* _Data supplied_:
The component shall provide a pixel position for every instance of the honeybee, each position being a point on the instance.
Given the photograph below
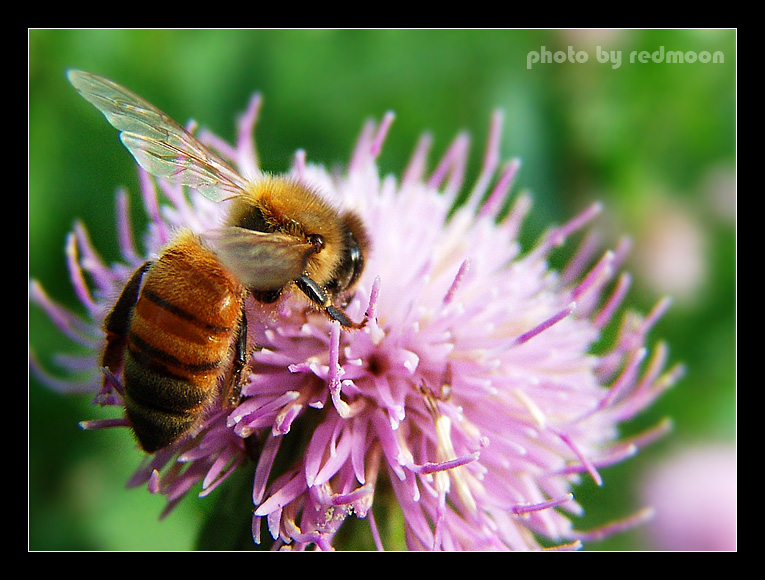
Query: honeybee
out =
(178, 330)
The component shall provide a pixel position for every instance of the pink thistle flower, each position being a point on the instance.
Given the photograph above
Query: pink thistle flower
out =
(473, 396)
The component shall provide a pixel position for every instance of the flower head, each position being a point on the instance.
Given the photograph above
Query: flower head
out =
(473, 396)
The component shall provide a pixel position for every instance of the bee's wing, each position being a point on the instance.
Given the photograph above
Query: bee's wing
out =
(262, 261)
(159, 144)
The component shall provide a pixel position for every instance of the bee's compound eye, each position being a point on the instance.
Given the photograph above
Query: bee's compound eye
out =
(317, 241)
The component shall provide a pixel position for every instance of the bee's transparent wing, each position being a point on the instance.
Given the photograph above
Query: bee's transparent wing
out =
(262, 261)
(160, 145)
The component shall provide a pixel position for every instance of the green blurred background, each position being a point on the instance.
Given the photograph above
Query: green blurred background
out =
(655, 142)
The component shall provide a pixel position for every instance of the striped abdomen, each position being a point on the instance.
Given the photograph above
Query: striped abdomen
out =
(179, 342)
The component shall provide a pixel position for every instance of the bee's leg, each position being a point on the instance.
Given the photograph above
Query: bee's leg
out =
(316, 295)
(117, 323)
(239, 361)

...

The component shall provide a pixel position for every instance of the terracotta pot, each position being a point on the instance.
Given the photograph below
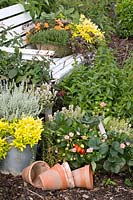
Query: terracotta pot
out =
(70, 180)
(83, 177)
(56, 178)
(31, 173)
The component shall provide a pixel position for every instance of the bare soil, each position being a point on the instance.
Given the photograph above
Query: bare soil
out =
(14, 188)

==

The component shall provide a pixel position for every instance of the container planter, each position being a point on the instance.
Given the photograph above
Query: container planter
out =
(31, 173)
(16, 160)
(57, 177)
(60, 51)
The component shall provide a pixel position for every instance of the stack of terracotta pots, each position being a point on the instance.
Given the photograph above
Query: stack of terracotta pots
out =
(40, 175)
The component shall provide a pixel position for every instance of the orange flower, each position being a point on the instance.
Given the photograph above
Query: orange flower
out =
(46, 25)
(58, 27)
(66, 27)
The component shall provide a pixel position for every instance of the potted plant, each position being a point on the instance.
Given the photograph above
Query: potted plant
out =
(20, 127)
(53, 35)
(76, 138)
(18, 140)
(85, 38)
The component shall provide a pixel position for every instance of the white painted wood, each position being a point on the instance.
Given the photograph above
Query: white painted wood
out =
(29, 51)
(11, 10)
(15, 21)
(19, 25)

* _Exercise details_:
Every line of the material that includes the word "head" needs to be copied.

* _Solution_:
The component shall provide a pixel position for every instance of the flower head, each position being a point on the instance.
Query: flower head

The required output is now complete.